Records to process START

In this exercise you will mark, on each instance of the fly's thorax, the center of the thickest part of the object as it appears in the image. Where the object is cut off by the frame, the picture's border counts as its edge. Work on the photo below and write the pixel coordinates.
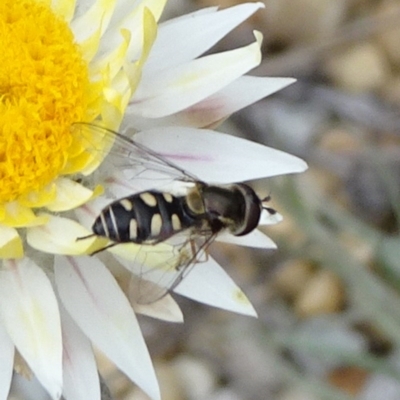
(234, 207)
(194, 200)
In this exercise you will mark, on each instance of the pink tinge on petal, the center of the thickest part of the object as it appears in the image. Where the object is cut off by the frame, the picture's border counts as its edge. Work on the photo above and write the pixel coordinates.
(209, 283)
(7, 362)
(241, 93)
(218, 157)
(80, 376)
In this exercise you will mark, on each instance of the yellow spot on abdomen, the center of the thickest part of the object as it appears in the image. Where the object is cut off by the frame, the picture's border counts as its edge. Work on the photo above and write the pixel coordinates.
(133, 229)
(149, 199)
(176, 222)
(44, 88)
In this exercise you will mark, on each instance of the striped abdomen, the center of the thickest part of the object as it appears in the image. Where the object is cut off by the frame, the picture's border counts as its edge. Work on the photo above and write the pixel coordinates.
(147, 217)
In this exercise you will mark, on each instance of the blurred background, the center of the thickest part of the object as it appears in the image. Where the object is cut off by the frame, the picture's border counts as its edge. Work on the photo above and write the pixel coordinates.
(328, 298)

Records to process END
Records to process START

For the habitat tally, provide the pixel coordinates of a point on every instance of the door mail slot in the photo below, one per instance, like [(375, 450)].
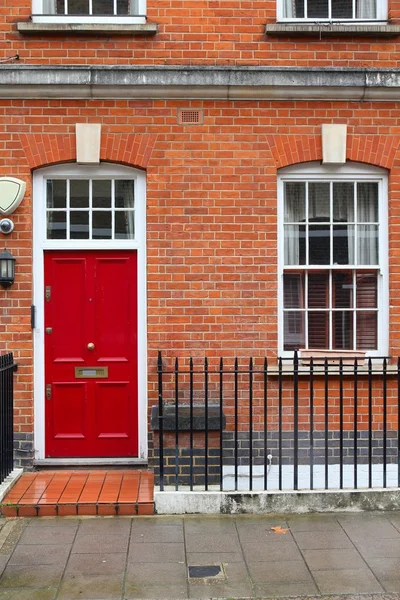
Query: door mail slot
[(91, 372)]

Records to process END
Records to process START

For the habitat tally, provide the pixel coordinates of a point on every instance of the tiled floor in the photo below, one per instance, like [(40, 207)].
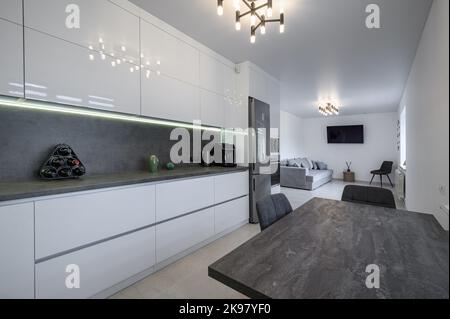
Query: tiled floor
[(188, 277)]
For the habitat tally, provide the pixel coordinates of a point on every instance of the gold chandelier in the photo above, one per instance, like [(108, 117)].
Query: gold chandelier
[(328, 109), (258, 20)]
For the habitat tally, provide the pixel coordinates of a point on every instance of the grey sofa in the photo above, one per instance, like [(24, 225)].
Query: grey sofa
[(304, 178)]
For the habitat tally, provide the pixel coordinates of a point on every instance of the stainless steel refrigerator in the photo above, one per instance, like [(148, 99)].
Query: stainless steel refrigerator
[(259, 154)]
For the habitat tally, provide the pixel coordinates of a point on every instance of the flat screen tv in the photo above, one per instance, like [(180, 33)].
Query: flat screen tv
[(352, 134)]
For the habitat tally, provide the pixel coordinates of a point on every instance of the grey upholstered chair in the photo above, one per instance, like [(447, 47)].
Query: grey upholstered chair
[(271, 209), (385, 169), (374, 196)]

Records to process END

Find every line in the records that has the word "tally". Copy those lines.

=== Output of the exercise ===
For the habitat tally, provide the pixel coordinates of a point on every instance of the door mail slot in the photo below, one per instance, like [(375, 450)].
For the habitat tally, provide the pixel coordinates of a point on every instance of the tiled floor in the photo below, one per instance, like [(40, 207)].
For the habitat tally, provide the pixel coordinates of a point on every instance of the gold chandelier in the photo above, one per instance, like [(108, 117)].
For the habitat tally, provide the pixel coordinates of a point on every instance of the grey sofa in the photo above, one per instance, like [(24, 225)].
For the habitat tally, provide the pixel coordinates of a point on every instance of the stainless steel refrigerator in the photo above, one per instance, like [(148, 99)].
For the habitat tally, provide the pixel coordinates of a point on every instance of the flat screen tv in the photo above, one per instance, like [(180, 33)].
For the habitat tally, provide the pixel coordinates of a point on every instance of the grey upholstered chair in the photo above, one per instance, like [(447, 47)].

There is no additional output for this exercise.